** begin Information provided **
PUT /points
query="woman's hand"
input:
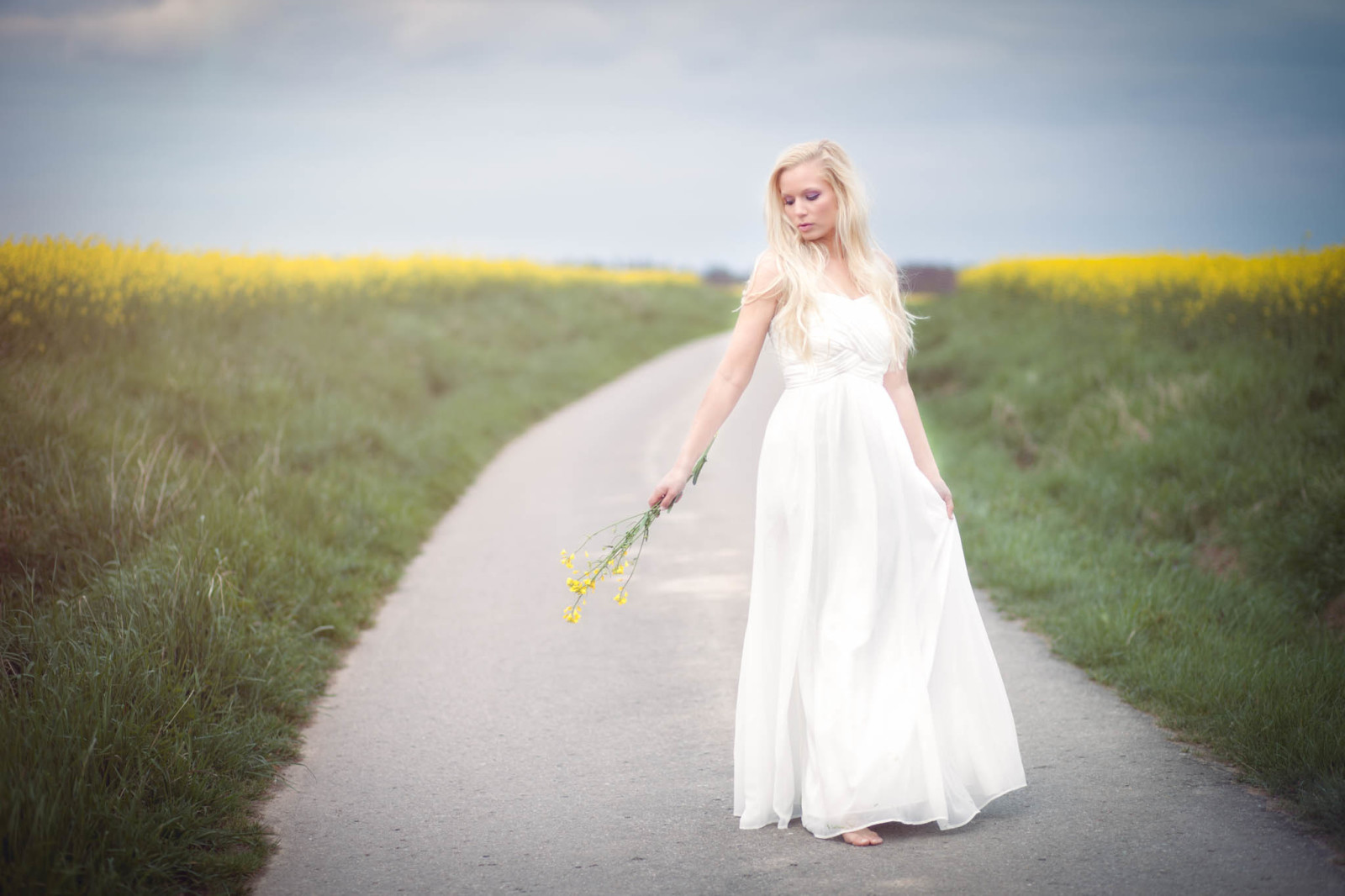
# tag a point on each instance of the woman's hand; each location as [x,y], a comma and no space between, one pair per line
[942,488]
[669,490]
** end Information provided **
** begin Information provided **
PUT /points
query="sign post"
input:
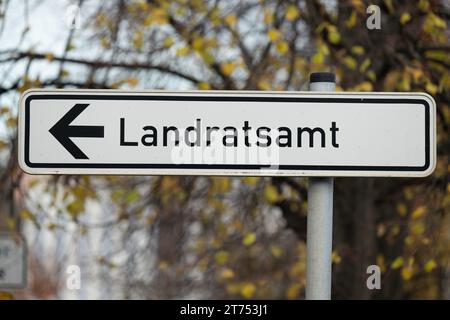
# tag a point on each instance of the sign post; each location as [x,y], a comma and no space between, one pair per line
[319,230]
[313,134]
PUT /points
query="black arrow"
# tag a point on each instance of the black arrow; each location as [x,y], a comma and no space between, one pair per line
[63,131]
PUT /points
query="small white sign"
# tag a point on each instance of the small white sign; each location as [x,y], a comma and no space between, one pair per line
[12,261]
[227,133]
** end Information provided **
** begin Information provided **
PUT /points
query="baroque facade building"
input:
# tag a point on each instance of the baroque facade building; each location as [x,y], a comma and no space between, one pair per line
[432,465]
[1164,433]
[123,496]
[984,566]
** end Information provided **
What is needed: Count the lines of the dataset records above that contain the word "baroque", treating uppercase and lowercase as different, and give only the number.

Full solution: 2